» QUOTED PASSAGE
#####

The awards recognize RAC member companies' initiatives that help to ensure Canada's rail network remains "among the safest in the world," according to an RAC press release.

Four members — Canadian Pacific, VIA Rail Canada Inc., Cando Rail Services and Genesee & Wyoming Canada Inc. — were recognized for outstanding leadership.

"The programs, technologies and strategies recognized today are helping to advance rail safety in Canada," said RAC President and Chief Executive Officer Marc Brazeau. "It's important to note that so many of the initiatives emphasize safety culture which ... is a fundamental element an effective rail safety regime."

The award winners will be honored at a November ceremony.

The winners and their initiatives that will be recognized are:
• CP for its Locomotive Engineer Training Simulation Program and the classroom version of its Simulation Training for Conductors initiative. Using these simulators, trainees experience operating a locomotive on CP routes across North America. The simulation system presents trainees with various real-life operating scenarios, which they must master before they enter the field, and scores them on train-handling performance. The initiatives have resulted in more efficient on-the-job training at CP, RAC officials said.
• CP for its Predictive Wayside Detection-Bearings initiative. To mitigate safety risks associated with rail-car roller bearing failures, railways use wayside detectors to collect data about the state (temperature, vibration) of bearings on passing trains. While these data-acquisition systems are common within the North American rail industry, CP is the first railway to develop a predictive model. The state-of-the-art technology enables CP to identify deteriorating bearings three months prior to failure and proactively remove rail cars from service. Since implementing the model, CP has reduced in-transit bearing failures by 96 percent.

#####

» DATA

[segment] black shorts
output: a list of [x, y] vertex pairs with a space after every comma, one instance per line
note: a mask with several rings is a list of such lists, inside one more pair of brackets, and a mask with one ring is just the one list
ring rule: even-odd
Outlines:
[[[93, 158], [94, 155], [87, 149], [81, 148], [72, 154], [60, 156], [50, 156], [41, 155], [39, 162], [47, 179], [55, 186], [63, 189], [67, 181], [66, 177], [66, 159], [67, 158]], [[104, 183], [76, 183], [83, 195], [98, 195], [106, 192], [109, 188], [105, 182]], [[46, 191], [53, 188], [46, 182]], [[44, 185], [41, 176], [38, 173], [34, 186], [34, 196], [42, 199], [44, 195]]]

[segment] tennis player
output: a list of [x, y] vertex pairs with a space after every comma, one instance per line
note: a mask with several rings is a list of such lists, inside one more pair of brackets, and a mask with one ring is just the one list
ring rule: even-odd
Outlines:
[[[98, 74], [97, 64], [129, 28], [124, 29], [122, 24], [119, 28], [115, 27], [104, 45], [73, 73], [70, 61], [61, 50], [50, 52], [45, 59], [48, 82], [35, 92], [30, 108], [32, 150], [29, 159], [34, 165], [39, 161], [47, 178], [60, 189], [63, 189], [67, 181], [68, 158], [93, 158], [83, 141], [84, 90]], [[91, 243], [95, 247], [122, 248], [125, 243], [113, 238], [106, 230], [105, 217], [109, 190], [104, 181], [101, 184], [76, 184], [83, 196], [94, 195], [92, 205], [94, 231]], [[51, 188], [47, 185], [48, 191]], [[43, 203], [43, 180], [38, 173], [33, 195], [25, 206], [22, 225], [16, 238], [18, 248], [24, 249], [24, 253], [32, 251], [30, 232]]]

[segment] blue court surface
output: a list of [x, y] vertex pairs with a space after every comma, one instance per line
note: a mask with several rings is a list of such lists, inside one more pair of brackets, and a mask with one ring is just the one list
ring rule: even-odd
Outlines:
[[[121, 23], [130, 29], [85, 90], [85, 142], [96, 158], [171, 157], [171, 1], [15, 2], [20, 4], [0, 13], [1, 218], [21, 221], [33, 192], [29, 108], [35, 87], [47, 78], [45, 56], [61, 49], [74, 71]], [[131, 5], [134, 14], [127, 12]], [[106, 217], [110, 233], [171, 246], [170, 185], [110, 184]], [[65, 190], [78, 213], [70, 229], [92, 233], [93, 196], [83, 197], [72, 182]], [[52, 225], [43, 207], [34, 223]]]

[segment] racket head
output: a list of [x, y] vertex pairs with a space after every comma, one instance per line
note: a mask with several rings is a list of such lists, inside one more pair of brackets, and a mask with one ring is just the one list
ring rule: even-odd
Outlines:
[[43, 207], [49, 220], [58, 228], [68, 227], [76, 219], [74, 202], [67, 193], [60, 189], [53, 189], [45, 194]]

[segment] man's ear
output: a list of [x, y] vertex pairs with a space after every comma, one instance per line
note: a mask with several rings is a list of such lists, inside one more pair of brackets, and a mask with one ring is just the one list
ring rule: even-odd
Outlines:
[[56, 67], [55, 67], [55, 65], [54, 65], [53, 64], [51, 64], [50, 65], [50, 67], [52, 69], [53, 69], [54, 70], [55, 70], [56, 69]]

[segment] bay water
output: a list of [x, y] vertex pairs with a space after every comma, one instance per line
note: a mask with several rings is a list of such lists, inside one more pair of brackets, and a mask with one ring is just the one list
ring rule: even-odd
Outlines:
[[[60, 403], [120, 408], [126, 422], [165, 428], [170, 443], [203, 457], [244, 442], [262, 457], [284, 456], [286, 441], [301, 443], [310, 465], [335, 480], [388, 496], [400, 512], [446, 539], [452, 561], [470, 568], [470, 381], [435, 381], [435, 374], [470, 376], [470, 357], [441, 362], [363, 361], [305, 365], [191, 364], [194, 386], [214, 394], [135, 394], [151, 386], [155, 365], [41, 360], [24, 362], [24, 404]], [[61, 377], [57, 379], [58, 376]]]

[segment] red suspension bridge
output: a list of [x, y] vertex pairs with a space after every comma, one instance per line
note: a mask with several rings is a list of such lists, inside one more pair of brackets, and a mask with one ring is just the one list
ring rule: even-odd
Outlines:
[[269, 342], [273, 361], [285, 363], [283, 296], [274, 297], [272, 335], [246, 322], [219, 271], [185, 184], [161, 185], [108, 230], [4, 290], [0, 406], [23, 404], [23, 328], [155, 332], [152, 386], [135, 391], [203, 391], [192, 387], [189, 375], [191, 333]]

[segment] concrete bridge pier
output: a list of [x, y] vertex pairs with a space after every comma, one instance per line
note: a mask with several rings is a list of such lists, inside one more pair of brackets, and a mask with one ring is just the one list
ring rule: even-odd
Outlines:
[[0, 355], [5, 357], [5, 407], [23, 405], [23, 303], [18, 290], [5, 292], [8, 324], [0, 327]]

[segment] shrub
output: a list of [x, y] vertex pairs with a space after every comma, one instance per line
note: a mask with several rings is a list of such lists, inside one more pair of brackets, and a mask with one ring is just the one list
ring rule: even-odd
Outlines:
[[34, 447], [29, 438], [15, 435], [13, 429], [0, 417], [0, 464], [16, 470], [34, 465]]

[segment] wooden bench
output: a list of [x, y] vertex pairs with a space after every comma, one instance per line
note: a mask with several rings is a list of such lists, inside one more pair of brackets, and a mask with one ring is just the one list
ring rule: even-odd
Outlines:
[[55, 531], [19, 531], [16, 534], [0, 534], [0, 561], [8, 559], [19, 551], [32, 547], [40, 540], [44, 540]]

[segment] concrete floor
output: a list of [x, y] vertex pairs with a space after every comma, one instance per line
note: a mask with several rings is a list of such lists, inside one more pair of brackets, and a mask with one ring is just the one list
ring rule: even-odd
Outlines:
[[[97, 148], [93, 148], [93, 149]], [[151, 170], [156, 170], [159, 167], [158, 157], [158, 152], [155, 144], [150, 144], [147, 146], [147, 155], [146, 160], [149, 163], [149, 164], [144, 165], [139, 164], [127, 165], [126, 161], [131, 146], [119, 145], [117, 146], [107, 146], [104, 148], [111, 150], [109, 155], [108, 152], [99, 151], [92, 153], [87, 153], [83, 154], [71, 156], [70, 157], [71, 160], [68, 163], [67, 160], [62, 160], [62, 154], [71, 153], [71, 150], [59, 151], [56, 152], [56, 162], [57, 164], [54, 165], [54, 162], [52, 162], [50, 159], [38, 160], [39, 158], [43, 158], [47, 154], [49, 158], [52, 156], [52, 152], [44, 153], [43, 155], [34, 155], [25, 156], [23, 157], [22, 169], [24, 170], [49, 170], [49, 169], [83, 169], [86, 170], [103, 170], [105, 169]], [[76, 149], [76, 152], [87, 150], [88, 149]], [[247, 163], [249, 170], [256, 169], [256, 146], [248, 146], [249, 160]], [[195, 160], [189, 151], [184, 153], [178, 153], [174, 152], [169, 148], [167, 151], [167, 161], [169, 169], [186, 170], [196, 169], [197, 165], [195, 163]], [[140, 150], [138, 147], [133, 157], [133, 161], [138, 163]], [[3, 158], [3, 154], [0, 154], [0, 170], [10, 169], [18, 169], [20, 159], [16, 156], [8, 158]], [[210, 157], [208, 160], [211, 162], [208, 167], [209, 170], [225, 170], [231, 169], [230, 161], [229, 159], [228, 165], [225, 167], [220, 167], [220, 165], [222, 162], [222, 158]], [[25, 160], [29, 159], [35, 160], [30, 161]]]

#####

» WHAT TO WORK ON
1. According to the article on the rail safety awards, by what percentage has CP reduced in-transit bearing failures since implementing its predictive model?
2. Quote the article on the rail safety awards, starting with "The awards recognize" and going on through "RAC press release.".
3. Continue the article on the Railway Association of Canada safety awards from the point where it stops.
The records have no connection to the article on the Railway Association of Canada safety awards.

» RESULTS IN ORDER
1. By 96 percent.

2.
The awards recognize RAC member companies' initiatives that help to ensure Canada's rail network remains "among the safest in the world," according to an RAC press release.

3.
• Cando Rail for its Employee Safety Education Program, a full-day training session for all Cando employees. The program emphasizes safety culture and includes modules about safety management systems, hazard identification and more.
• Genesee & Wyoming for its Target Zero Training program aimed at strengthening organizational safety culture. This interactive, two-day training session is designed to prevent workplace accidents by helping employees become safety ambassadors and encouraging them to make safety part of every decision. Using practical exercises adapted to railway operations, the program also helps employees to better understand human behavior and address at-risk situations, while emphasizing the importance of effective communication.
• VIA Rail for its operational safety strategy. Based on three pillars — training, communication and monitoring — the railroad developed the strategy as part of a goal to enhance its safety culture.